## Activity list
**a)** In the article on the Jean Coutu lockout, on what date did the distribution center workers find the doors closed to them?
**b)** Continue the article on the Jean Coutu lockout from the point where it stops.

---------- Passage

Lockout at Jean Coutu
Categories: Canada, Union Question
This article was published in:
ICP Leaflet in Quebec Oct. 2020
Lockout at the distribution center
The 680 workers at the Jean Coutu Drugstores distribution center, located in Varennes, Quebec have been without an employment contract since December 31, 2019. On September 24th, they faced closed doors as the employer decided to end negotiations using a lockout to try to undermine the morale of the workers. The Jean Coutu Pharmacy Warehouse Workers Union (CSN) deplores this contemptuous maneuver by senior management since the employees were ready to negotiate and a conciliator had even been added to the file to facilitate the process.
Among other things, the workers at the center are concerned about the call for subcontracting and the non-respect of seniority clauses since the Pharmacies Brunet joined the Jean Coutu “family”. And for good reason, the era is one of multiple work restructurings, of cheap jobs and a decline in the living conditions of the proletariat as a whole, the class that works and produces social wealth. They would like to sell us all the idea of bracelets in order to track us down, like at Amazon, where this bourgeois bureaucracy is today experimenting with ever more sophisticated methods of exploitation.
The lockout, this employer violence
While today all workers can no longer even use the strike as a means of pressure, with decrees and other special laws coming out of the government’s pockets as soon as shareholders’ profits are attacked, the bosses can still legally use the lockout to break our movement. Indeed, it is the right of capital to use its employees as it sees fit. For example, in 2018, the Bécancour aluminum smelter did the same thing with its workers for 18 months, pushing them into misery and financial stress. How do we escape?

--------------------
---------- The data

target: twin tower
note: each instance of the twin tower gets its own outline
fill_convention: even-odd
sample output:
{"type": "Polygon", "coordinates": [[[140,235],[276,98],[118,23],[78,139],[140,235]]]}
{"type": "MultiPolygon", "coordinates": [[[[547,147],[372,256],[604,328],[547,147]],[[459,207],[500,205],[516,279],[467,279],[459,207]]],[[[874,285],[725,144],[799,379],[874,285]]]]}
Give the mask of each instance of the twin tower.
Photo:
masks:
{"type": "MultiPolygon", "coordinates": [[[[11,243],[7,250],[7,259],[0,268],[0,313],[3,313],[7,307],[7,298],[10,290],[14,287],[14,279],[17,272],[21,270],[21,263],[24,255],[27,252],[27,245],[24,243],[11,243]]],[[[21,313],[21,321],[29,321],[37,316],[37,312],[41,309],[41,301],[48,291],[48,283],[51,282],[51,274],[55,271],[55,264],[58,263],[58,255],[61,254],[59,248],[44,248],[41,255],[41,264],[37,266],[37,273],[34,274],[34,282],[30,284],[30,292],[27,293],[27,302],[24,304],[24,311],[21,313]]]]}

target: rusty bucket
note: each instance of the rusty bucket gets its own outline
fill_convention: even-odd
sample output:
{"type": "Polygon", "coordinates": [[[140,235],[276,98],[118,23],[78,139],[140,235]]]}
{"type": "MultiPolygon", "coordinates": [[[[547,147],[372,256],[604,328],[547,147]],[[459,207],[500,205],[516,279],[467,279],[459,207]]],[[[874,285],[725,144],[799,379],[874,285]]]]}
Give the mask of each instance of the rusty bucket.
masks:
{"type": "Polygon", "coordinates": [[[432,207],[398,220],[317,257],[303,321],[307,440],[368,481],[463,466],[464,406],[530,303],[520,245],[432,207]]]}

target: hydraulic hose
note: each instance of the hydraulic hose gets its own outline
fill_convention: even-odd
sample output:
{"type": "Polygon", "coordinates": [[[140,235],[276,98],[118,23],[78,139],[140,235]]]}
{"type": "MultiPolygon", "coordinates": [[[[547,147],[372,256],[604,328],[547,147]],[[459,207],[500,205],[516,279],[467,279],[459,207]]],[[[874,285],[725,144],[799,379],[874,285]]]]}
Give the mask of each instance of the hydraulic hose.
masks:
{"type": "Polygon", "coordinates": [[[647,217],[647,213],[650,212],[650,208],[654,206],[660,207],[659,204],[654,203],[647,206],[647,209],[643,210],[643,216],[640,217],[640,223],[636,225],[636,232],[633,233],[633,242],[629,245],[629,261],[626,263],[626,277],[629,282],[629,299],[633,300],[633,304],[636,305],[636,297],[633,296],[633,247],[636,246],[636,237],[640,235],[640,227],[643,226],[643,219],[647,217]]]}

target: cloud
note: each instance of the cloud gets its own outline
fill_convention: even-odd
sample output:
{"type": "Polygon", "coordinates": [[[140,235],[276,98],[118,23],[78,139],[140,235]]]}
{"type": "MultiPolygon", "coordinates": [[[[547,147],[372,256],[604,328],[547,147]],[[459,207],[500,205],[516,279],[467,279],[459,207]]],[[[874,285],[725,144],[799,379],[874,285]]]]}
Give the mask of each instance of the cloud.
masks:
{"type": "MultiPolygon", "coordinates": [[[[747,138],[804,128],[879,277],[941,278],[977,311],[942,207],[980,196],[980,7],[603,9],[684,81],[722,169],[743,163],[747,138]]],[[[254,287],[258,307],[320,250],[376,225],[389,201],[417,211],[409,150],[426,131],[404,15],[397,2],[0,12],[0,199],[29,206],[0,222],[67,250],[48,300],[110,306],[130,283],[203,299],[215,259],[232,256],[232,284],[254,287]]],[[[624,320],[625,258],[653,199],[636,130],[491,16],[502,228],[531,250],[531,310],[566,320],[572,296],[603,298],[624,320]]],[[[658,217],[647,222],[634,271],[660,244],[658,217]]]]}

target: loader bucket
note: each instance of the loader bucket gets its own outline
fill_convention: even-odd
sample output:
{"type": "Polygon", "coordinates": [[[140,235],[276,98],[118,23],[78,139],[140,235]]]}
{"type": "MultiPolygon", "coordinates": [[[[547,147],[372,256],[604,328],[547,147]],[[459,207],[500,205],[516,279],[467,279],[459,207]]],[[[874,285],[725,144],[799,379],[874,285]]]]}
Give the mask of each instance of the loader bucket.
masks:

--------------------

## Responses for each task
**a)** September 24th.

**b)**
The problem of corporatist unionism and regime unions
Nowadays, trade union centers are increasingly becoming bodies of employer co-management. They are called regime unions because they collaborate with the employers to preserve the health of the national economies and the capitalist regime. Also, despite the good will of the union locals and their leaders to lead the struggles in order to make gains, these unions unfortunately come up against a structure that does not favor our social class, let alone the struggle. We are thus grappling with the bourgeois legal structure, its laws, its decrees and especially its financial interests which it tries to protect at all costs. Thus, this legal – and trade union – structure confines us to carrying out our struggles in isolation. For example, two neighboring factories, which would fall into struggle at the same time, will lead the struggle each on their own side. Two different factories, two different labor contracts, two different struggles, sometimes even at the same time? This is the reason why workers are unable to protect their working and living conditions.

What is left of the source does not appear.